• **WRITTEN PROBLEM**
Replace "instance" with "occurrence" throughout the records below and leave every other word unchanged. Omit the pictures from your answer.

*** SUPPLIED MATERIAL

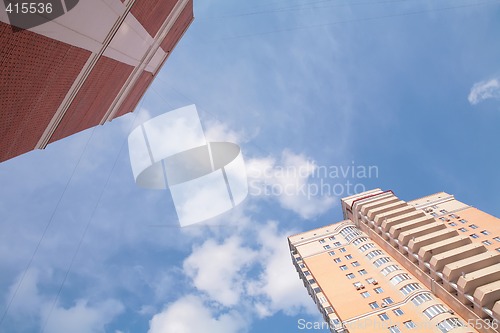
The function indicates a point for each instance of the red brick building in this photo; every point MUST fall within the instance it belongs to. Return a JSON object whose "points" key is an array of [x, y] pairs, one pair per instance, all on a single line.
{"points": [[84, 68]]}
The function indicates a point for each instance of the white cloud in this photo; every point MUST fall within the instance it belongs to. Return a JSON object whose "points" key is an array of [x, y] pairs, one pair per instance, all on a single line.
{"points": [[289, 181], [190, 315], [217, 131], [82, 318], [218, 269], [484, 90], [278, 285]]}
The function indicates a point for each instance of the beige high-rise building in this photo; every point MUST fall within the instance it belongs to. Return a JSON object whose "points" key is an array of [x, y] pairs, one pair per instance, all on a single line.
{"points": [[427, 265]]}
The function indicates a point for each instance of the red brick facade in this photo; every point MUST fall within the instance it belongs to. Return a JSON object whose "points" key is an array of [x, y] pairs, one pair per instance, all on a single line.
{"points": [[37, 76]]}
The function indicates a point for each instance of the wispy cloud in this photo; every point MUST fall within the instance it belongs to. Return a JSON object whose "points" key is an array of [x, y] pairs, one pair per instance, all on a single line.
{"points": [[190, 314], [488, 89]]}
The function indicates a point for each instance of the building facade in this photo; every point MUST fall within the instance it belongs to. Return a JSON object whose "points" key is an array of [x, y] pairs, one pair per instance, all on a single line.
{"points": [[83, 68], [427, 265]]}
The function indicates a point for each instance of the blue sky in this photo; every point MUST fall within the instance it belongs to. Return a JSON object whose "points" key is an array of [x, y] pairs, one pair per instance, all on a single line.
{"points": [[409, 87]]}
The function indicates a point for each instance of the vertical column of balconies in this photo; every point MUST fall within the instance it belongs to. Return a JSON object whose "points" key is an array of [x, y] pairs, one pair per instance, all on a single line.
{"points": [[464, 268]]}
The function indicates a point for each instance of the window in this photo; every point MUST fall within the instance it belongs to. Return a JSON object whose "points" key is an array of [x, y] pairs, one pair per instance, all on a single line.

******

• **RESULT OF THE EXERCISE**
The function indicates a point for each occurrence of the red brick building in this photo; every point MUST fall within the occurrence it belongs to. Return a JSON object whose "points" key is an array of [x, y] pairs, one pair per occurrence, all on a single line.
{"points": [[84, 68]]}
The function indicates a point for each occurrence of the white cloud in this photo; every point MUST fall within the occurrence it belongs to. Return a JSON object whose "points" key is an array of [x, y] pairs, one pair per occurrence, all on a single line.
{"points": [[289, 181], [190, 315], [217, 131], [82, 318], [218, 269], [484, 90], [278, 285]]}
The function indicates a point for each occurrence of the beige high-rise building in this photo; every point MUST fall within the occurrence it belongs to. Return a JSON object whose "points" key is an array of [x, y] pairs, one pair per occurrence, all on a single line.
{"points": [[427, 265]]}
The function indicates a point for each occurrence of the red brick facade in this photo; every point MUST fall within the occurrence it belongs to. Return a JSON object whose "points" key is an array of [x, y] pairs, one pair per occurrence, all on a single line.
{"points": [[37, 76]]}
The function indicates a point for each occurrence of the wispy cloud in this photo; every point MUST fall within the occurrence it belongs to. Return a JSON object whose "points" key is an array of [x, y] pairs, one pair per occurrence, all on a single line.
{"points": [[190, 314], [488, 89]]}
The function indicates a point for each occurrence of the building facade in this photo; every point MUST fall within the occurrence it belongs to. Return a JSON object whose "points" key is an array of [x, y] pairs, one pair per occurrence, all on a single line.
{"points": [[83, 68], [427, 265]]}
The function indicates a point for each occurrence of the blue sky in this photo; every point MUST fall within the occurrence it belongs to. Return a JSON object whose "points" key is an array of [x, y] pairs, one pair per occurrence, all on a single line.
{"points": [[409, 87]]}
The function indicates a point for each occurrence of the vertical column of balconies in this photo; every point MUST fall within the occurrence it belongs to. Return a JSON object whose "points" key is an array of [x, y] pairs, one pair per occurrence, all on a single line.
{"points": [[464, 268]]}
The function indicates a point for each occurrence of the window in this photo; every point MUST fall within the occurrence it belongs to. Return a JSON object whose "points" key is an array of [x, y] pairs, one pair per occurrence, all on a single line.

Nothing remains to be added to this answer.